::: Raw records :::

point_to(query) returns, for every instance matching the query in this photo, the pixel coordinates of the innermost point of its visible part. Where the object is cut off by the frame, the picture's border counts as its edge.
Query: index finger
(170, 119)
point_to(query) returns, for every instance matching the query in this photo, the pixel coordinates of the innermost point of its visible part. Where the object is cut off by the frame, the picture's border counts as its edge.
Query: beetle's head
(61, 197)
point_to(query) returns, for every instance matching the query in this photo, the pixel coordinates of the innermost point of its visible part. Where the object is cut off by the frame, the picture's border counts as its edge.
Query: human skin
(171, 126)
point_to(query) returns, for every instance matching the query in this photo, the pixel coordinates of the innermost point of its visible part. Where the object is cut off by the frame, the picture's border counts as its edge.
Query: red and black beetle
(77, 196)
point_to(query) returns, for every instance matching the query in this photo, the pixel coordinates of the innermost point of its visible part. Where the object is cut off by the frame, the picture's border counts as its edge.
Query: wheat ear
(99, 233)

:::

Problem statement:
Render each line of the entries above as a Markdown table with the columns "Row" and "Line", numbering the rows in order and omitting blank lines.

Result for this exercise:
| Row | Line |
|---|---|
| 1 | point_to(query) returns, for every instance matching the query in this photo, the pixel coordinates of the innermost point of its visible part. Where the object is cut off by the frame, the picture's border counts as its edge. |
| 2 | Query: index finger |
| 3 | (170, 119) |
| 4 | point_to(query) returns, for every instance matching the query in this photo, the pixel coordinates of the innermost point of its visible part. Where the object is cut off by the frame, the picture's border counts as its edge. |
| 5 | Query: beetle's head |
| 6 | (61, 197) |
| 7 | point_to(query) returns, for every instance matching the query in this photo, the pixel coordinates of the innermost point of its visible part. Where the object is cut off by the frame, the picture's border counts as its edge. |
| 8 | Query: human skin |
| 9 | (171, 126) |
| 10 | point_to(query) returns, for every instance matching the query in this photo, the pixel coordinates of the innermost point of its visible part. Where the object is cut off by the frame, the picture's border counts as its edge. |
| 11 | Query: red and black beetle |
| 12 | (77, 196) |
| 13 | point_to(query) returns, for every instance matching the query in this photo, the pixel coordinates of the innermost point of its visible part. Where the object is cut off by the frame, the picture's border counts as its edge. |
| 14 | Query: wheat ear |
| 15 | (99, 233) |